** START OF Input **

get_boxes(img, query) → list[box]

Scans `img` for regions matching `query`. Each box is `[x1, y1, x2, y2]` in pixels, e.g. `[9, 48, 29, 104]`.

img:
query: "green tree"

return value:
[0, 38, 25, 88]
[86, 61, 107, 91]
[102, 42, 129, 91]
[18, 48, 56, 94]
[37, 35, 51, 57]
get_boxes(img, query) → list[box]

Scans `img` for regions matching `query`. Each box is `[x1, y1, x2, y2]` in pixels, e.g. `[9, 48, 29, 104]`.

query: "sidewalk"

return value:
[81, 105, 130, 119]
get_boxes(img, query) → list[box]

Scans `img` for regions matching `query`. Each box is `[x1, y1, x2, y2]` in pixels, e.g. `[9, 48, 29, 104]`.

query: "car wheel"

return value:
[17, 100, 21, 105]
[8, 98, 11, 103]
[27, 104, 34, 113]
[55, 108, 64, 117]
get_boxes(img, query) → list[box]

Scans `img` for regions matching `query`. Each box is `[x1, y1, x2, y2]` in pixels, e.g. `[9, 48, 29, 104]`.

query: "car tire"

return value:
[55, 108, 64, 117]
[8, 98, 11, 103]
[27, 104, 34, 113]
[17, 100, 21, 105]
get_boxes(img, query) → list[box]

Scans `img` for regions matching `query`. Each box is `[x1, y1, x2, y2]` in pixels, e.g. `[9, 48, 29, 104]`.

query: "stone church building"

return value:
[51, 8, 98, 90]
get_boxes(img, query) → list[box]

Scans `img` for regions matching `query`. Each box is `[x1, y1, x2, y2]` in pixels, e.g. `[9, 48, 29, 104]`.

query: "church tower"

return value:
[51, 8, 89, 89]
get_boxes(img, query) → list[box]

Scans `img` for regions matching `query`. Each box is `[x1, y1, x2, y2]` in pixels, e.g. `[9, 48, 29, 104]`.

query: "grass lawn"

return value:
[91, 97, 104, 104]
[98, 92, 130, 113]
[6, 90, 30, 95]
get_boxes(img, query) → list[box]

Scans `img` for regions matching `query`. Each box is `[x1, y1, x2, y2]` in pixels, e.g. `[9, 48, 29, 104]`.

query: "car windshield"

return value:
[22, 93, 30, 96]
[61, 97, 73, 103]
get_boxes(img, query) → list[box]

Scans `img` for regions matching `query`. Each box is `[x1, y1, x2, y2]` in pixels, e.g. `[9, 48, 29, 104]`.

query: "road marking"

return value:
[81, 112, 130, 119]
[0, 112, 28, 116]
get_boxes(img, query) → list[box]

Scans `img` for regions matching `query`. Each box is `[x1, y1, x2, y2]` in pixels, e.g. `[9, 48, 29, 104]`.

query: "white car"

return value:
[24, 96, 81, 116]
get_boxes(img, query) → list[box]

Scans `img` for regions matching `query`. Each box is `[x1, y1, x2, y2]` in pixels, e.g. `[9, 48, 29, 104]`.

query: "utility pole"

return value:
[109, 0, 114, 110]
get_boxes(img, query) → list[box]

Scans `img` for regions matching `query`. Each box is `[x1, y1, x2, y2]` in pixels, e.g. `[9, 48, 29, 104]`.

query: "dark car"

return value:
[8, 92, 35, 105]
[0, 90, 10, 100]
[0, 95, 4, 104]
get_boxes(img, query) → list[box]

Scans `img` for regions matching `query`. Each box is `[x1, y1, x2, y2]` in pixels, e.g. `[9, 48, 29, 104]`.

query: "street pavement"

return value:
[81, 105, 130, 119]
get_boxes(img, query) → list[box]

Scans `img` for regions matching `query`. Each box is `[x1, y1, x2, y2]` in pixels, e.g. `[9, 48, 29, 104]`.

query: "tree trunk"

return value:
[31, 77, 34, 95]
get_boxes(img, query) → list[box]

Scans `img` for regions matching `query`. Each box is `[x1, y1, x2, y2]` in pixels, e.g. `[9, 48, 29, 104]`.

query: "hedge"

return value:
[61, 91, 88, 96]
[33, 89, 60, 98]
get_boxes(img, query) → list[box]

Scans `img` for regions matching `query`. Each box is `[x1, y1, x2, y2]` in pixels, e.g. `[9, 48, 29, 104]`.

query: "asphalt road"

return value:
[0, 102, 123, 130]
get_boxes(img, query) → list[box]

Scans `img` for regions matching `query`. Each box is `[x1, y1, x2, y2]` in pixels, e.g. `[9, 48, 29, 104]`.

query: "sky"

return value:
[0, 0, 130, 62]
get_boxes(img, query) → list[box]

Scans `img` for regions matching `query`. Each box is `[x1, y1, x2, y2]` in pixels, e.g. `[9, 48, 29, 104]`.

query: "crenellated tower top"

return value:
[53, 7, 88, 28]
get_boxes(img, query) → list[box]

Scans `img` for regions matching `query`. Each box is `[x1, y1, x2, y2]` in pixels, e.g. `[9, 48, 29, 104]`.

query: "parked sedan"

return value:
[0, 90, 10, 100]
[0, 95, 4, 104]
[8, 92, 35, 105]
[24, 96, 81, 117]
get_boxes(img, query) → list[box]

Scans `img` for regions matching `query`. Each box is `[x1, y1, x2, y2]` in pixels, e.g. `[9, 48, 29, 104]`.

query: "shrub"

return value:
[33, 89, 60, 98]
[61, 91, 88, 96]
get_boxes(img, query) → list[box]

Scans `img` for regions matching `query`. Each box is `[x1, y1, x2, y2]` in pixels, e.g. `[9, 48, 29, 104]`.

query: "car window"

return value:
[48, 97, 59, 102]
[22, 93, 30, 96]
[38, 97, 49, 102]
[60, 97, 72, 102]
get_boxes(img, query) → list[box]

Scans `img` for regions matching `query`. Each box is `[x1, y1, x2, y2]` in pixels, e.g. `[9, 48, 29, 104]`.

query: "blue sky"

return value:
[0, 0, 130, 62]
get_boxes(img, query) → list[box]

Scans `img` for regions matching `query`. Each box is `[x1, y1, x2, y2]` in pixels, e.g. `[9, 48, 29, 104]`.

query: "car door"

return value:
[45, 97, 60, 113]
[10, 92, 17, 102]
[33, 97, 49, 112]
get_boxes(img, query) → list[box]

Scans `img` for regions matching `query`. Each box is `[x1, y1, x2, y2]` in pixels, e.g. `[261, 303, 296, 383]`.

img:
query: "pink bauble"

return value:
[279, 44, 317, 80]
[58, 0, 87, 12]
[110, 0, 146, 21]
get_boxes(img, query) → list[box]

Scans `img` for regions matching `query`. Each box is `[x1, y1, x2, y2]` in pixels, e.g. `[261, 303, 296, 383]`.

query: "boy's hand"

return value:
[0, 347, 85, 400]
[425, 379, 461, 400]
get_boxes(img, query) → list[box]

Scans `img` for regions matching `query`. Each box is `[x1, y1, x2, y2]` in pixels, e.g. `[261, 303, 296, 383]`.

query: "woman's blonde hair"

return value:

** END OF Input **
** START OF Input **

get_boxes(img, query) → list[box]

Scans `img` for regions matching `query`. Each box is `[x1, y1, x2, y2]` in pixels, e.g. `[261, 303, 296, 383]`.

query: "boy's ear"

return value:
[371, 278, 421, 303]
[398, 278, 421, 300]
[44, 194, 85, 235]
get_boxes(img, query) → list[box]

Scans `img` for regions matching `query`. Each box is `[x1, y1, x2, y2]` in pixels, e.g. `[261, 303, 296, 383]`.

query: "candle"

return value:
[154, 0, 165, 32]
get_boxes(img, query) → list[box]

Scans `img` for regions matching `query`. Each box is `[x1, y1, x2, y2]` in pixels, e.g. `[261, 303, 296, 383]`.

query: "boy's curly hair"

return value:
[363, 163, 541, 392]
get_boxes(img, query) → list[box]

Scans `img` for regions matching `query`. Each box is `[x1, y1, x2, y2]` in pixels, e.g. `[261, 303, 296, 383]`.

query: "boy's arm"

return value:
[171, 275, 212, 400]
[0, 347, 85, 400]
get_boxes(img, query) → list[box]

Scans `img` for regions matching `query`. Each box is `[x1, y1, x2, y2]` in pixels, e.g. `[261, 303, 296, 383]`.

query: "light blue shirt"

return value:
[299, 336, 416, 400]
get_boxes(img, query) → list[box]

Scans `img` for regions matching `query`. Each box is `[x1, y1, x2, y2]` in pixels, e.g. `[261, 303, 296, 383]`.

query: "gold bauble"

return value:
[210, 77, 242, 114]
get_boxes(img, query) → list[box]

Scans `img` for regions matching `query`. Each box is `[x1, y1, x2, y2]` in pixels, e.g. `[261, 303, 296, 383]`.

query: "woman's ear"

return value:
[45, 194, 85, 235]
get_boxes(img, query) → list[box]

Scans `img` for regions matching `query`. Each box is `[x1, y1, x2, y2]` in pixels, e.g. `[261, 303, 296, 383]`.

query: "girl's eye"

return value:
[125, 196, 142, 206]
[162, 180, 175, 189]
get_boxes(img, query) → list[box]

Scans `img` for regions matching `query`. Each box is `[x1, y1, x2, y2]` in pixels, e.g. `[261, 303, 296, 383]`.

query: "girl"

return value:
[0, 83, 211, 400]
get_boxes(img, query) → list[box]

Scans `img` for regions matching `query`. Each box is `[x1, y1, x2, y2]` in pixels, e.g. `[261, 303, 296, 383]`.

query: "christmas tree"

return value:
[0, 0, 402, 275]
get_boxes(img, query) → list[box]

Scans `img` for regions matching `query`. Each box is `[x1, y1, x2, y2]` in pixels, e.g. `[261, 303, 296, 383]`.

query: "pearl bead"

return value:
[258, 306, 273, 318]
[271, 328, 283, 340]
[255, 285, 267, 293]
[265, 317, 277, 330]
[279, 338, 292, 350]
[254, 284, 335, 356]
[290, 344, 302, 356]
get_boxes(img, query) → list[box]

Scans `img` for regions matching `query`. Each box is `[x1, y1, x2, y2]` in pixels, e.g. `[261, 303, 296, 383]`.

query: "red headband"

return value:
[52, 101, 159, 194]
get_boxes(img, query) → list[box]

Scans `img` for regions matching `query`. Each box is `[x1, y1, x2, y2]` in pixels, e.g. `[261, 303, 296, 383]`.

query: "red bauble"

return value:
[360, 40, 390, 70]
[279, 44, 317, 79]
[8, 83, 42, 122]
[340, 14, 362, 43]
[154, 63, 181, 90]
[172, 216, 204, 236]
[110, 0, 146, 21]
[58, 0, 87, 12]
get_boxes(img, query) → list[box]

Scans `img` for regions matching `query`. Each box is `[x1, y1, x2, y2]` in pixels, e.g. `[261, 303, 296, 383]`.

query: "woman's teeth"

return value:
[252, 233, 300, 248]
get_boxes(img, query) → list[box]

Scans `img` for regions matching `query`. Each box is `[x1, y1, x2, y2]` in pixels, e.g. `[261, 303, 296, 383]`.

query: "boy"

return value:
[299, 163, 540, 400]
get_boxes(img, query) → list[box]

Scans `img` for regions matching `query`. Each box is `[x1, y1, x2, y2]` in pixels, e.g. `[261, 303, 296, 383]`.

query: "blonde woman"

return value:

** END OF Input **

## What you should do
Copy every line of the entries that contains the word "bauble". Case counts.

## Solution to this exercise
query: "pink bauble"
query: "gold bauble"
query: "red bauble"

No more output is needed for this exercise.